** start **

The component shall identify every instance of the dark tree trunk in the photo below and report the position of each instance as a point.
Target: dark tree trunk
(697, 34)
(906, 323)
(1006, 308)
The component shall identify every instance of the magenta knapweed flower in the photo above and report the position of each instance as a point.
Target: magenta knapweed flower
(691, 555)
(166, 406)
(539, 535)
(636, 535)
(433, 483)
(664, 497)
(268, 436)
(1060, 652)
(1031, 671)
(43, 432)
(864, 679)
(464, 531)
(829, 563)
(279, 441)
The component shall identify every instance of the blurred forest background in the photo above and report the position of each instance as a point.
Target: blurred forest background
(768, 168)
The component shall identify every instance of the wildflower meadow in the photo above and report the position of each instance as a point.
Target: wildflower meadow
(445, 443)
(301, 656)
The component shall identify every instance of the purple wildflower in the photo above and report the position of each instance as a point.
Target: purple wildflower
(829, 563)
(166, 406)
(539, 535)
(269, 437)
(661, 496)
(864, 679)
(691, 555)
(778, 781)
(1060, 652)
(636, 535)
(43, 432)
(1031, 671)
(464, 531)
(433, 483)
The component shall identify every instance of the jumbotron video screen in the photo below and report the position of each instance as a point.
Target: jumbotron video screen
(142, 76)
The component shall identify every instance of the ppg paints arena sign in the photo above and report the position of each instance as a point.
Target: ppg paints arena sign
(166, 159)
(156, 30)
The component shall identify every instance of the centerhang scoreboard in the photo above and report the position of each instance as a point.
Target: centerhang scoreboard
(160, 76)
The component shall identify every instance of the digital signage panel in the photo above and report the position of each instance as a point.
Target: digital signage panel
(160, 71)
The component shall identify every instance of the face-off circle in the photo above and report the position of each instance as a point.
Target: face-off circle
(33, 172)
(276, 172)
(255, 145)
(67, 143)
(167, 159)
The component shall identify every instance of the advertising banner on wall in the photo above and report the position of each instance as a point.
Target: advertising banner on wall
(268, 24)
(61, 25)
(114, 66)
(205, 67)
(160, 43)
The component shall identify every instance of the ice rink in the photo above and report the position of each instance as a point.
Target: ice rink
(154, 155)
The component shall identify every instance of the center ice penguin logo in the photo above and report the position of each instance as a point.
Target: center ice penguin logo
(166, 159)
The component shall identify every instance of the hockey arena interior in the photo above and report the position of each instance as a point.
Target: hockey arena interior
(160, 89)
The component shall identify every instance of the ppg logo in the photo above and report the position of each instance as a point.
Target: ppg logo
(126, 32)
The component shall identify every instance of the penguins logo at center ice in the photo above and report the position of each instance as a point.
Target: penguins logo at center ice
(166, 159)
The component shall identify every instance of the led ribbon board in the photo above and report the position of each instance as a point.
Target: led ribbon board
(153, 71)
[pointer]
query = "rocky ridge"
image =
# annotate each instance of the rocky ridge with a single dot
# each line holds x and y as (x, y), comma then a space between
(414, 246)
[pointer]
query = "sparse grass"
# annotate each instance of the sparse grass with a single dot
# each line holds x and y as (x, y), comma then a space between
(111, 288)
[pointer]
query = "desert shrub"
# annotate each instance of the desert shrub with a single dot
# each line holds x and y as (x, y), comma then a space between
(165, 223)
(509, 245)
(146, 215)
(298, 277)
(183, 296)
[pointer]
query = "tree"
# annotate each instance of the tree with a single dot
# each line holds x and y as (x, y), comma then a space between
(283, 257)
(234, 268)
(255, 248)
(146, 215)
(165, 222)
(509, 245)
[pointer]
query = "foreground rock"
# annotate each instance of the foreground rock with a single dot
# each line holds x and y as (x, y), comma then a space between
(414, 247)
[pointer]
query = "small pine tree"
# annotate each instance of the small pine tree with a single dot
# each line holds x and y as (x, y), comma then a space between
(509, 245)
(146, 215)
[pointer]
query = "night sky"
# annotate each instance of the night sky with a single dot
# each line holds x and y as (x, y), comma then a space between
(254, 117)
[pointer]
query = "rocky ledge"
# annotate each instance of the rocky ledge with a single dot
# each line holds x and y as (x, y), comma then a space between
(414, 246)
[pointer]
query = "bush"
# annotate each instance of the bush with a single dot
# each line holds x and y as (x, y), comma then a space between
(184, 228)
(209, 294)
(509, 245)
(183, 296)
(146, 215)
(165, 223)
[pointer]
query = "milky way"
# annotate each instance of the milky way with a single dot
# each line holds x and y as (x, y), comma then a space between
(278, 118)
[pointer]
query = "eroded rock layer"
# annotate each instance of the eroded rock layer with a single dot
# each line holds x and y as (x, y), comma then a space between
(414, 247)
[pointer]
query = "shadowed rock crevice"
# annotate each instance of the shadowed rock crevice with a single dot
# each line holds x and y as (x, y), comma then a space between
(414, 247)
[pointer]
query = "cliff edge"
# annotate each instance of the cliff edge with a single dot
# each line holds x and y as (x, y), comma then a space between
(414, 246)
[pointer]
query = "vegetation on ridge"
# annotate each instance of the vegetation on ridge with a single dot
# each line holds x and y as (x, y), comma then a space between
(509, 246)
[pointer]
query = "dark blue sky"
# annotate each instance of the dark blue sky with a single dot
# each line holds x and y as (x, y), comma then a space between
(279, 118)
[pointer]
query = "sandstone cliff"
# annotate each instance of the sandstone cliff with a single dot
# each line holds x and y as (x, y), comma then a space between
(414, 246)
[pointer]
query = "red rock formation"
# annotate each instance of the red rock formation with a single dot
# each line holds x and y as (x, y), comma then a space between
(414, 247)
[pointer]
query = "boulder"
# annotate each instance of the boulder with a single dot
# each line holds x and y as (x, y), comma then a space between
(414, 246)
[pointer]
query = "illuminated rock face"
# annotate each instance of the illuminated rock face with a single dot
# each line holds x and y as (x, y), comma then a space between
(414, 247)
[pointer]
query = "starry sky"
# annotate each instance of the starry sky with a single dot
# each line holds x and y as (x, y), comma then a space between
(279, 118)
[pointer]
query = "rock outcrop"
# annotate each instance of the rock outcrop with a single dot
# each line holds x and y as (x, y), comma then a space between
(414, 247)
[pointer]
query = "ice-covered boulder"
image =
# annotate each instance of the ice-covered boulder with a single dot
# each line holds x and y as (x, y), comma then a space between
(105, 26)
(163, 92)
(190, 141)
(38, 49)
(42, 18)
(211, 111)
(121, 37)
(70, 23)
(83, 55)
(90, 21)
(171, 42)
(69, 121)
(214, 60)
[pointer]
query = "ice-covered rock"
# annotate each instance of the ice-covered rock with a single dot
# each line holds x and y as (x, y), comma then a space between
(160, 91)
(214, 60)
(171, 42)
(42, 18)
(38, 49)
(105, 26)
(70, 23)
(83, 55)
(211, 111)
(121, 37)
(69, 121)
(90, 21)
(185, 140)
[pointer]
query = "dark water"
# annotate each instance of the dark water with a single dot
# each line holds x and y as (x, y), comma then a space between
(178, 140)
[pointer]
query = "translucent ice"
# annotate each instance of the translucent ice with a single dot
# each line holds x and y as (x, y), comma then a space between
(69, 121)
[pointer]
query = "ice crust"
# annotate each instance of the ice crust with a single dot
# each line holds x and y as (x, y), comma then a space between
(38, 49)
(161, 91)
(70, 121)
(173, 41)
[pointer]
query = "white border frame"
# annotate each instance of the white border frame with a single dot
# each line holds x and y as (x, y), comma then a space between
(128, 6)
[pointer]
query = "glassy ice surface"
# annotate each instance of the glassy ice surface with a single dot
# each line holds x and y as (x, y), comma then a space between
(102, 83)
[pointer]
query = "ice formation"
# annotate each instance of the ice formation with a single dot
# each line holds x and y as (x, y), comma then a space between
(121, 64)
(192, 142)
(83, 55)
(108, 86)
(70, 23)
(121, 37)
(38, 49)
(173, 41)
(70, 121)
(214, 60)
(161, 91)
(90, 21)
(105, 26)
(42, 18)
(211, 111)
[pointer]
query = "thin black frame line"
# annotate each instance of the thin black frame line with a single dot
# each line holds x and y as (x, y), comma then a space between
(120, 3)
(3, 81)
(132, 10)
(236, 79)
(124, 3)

** end **

Return each line of the material above that contains the string "blurred", treating uppercase and lowercase as different.

RESPONSE TO THE EXERCISE:
The component shall identify every instance of the blurred forest background in the photo above and report the position of each instance as a point.
Target: blurred forest background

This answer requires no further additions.